#### REQUEST:
Give each line of the material below as one string in a JSON list, leaving out blank lines.

#### DATASET:
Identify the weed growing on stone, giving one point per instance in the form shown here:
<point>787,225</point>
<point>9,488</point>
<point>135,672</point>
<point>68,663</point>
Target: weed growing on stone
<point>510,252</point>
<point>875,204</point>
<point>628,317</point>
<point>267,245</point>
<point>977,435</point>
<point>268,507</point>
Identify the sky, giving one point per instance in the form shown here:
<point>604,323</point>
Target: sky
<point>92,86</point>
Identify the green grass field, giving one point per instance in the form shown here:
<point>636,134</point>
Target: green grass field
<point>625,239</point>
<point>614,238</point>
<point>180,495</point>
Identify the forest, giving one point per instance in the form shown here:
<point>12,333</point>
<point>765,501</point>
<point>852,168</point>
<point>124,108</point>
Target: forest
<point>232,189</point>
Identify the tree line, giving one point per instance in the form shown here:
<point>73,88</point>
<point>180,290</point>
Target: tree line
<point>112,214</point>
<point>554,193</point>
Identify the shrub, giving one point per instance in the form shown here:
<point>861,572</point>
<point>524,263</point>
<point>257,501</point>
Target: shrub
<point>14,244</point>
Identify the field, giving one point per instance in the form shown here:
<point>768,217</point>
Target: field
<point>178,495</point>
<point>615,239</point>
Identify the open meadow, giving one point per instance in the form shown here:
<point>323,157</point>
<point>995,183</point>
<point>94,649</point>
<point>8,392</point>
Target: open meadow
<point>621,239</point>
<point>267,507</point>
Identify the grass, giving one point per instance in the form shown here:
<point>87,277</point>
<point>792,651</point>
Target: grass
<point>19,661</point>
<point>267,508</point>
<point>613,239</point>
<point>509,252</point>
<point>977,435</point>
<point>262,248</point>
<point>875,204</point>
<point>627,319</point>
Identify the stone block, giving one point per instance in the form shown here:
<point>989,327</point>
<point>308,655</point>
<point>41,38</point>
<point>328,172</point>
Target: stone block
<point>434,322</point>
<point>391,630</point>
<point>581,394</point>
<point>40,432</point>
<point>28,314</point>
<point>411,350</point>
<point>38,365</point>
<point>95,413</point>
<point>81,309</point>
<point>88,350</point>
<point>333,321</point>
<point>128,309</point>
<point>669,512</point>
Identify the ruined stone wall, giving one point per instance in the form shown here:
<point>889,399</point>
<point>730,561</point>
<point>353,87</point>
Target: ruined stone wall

#### SOLUTION TO THIS PROBLEM:
[
  "Identify the weed growing on stone, giving one point per instance in the form shown here:",
  "<point>787,225</point>",
  "<point>9,488</point>",
  "<point>135,672</point>",
  "<point>68,663</point>",
  "Target: weed growing on stone",
  "<point>510,252</point>",
  "<point>875,204</point>",
  "<point>628,317</point>",
  "<point>267,245</point>",
  "<point>977,435</point>",
  "<point>268,507</point>",
  "Identify the sky, giving one point per instance in the form shown here:",
  "<point>604,323</point>",
  "Target: sky",
  "<point>92,86</point>",
  "Identify the green grass field, giving one point per instance in the form shown here:",
  "<point>636,134</point>",
  "Target: green grass field",
  "<point>625,239</point>",
  "<point>614,238</point>",
  "<point>180,495</point>",
  "Identify the forest, giving one point per instance in the form shown here:",
  "<point>12,333</point>",
  "<point>765,501</point>",
  "<point>852,168</point>",
  "<point>124,108</point>",
  "Target: forest",
  "<point>232,189</point>",
  "Identify the tree line, giving one point per instance in the form shown here:",
  "<point>73,88</point>",
  "<point>180,290</point>",
  "Target: tree line",
  "<point>112,214</point>",
  "<point>554,193</point>",
  "Identify the shrub, giving one point per instance in the form shown here:",
  "<point>861,572</point>",
  "<point>524,263</point>",
  "<point>257,501</point>",
  "Target: shrub",
  "<point>14,244</point>",
  "Identify the field, giving one point per instance in the form shown here:",
  "<point>768,217</point>",
  "Target: field",
  "<point>178,495</point>",
  "<point>615,239</point>",
  "Identify the open meadow, giving one point per instance in the form shown here:",
  "<point>323,157</point>",
  "<point>995,183</point>",
  "<point>94,649</point>",
  "<point>8,392</point>",
  "Target: open meadow",
  "<point>621,239</point>",
  "<point>267,507</point>",
  "Identify the grass, giving one point per instance in the form shown here:",
  "<point>87,277</point>",
  "<point>792,651</point>",
  "Target: grass",
  "<point>19,661</point>",
  "<point>267,508</point>",
  "<point>613,239</point>",
  "<point>509,252</point>",
  "<point>977,435</point>",
  "<point>262,248</point>",
  "<point>875,204</point>",
  "<point>627,319</point>",
  "Identify the stone block, giving one point per instance in the form shown here:",
  "<point>989,327</point>",
  "<point>308,655</point>",
  "<point>41,38</point>",
  "<point>328,172</point>",
  "Target: stone block",
  "<point>434,322</point>",
  "<point>391,630</point>",
  "<point>581,394</point>",
  "<point>40,432</point>",
  "<point>28,314</point>",
  "<point>411,350</point>",
  "<point>38,365</point>",
  "<point>95,413</point>",
  "<point>81,309</point>",
  "<point>88,350</point>",
  "<point>333,321</point>",
  "<point>128,309</point>",
  "<point>669,512</point>",
  "Identify the ruined stone wall, giving one point per instance in the form shown here:",
  "<point>889,399</point>",
  "<point>730,561</point>",
  "<point>353,87</point>",
  "Target: ruined stone wall"
]